* Request 1
Copy out the Gypsy Café restaurant review below in full, word for word.

* Excerpted passage
%%
Restaurant review: Gypsy Cafe offers comfort on the road

Comfort food at the Gypsy Cafe in Sebastopol is elevated with top-notch ingredients.|

Gypsy Café

Where: 162 N. Main Street, Sebastopol

When: Breakfast 8 a.m. to 2:30 p.m. & Lunch 11:30 a.m. to 2:30 p.m. Weds.-Sun.; Dinner 5:30 to 9 p.m. Fri.; Brunch 8 a.m. to 2:30 p.m. Saturday and Sunday

Contact: (707) 861-3825, gypsy-cafe.com

Cuisine: California, American

Price: Moderate, entrées $11-$22

Corkage: $7 for Friday night dinner

Stars: ??½

Summary: The comfort food is everything we crave: delicious, soothing and often sumptuous.

Tiny downtown Sebastopol was hopping on a recent Wednesday afternoon, with traffic creeping past the Barlow and through the Highway 12-Petaluma Avenue junction. I drove around the Lilliputian Central Park onto Main Street, scanning for a parking space near Gypsy Café.

Inside, the comfort food bistro was humming, with nearly each of the five dozen table and bar seats occupied. It was impressive activity for a late lunch, and it’s usually just as busy here through breakfast, weekend brunch and the dinners hosted only on Friday nights.
%%
(Entries on locating named things)
%%
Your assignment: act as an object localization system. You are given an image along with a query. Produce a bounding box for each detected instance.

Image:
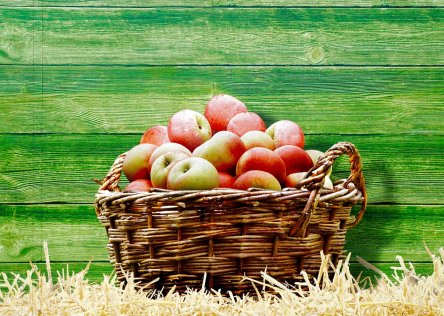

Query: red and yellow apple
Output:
[167,157,219,190]
[233,170,281,191]
[193,131,245,172]
[274,145,313,175]
[204,94,247,133]
[122,144,157,181]
[150,150,190,189]
[168,110,212,151]
[265,120,304,148]
[140,125,170,146]
[227,112,267,136]
[149,143,191,170]
[236,147,287,182]
[241,131,276,150]
[219,171,236,188]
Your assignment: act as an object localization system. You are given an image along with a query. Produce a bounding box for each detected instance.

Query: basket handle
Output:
[97,152,126,191]
[289,142,367,236]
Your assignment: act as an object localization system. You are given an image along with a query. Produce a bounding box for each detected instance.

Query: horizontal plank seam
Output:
%%
* Request 2
Rewrite the rows above as a JSON list of strings, covering everything from their first line down through the line containing "[289,142,367,236]", with one string per line. Omit blank lines and the pictures.

* Answer 1
Restaurant review: Gypsy Cafe offers comfort on the road

Comfort food at the Gypsy Cafe in Sebastopol is elevated with top-notch ingredients.|

Gypsy Café

Where: 162 N. Main Street, Sebastopol

When: Breakfast 8 a.m. to 2:30 p.m. & Lunch 11:30 a.m. to 2:30 p.m. Weds.-Sun.; Dinner 5:30 to 9 p.m. Fri.; Brunch 8 a.m. to 2:30 p.m. Saturday and Sunday

Contact: (707) 861-3825, gypsy-cafe.com

Cuisine: California, American

Price: Moderate, entrées $11-$22

Corkage: $7 for Friday night dinner

Stars: ??½

Summary: The comfort food is everything we crave: delicious, soothing and often sumptuous.

Tiny downtown Sebastopol was hopping on a recent Wednesday afternoon, with traffic creeping past the Barlow and through the Highway 12-Petaluma Avenue junction. I drove around the Lilliputian Central Park onto Main Street, scanning for a parking space near Gypsy Café.

Inside, the comfort food bistro was humming, with nearly each of the five dozen table and bar seats occupied. It was impressive activity for a late lunch, and it’s usually just as busy here through breakfast, weekend brunch and the dinners hosted only on Friday nights.

* Answer 2
[
  "Your assignment: act as an object localization system. You are given an image along with a query. Produce a bounding box for each detected instance.",
  "Image:",
  "Query: red and yellow apple",
  "Output:",
  "[167,157,219,190]",
  "[233,170,281,191]",
  "[193,131,245,172]",
  "[274,145,313,175]",
  "[204,94,247,133]",
  "[122,144,157,181]",
  "[150,150,190,189]",
  "[168,110,212,151]",
  "[265,120,304,148]",
  "[140,125,170,146]",
  "[227,112,267,136]",
  "[149,143,191,170]",
  "[236,147,287,182]",
  "[241,131,276,150]",
  "[219,171,236,188]",
  "Your assignment: act as an object localization system. You are given an image along with a query. Produce a bounding box for each detected instance.",
  "Query: basket handle",
  "Output:",
  "[97,152,126,191]",
  "[289,142,367,236]"
]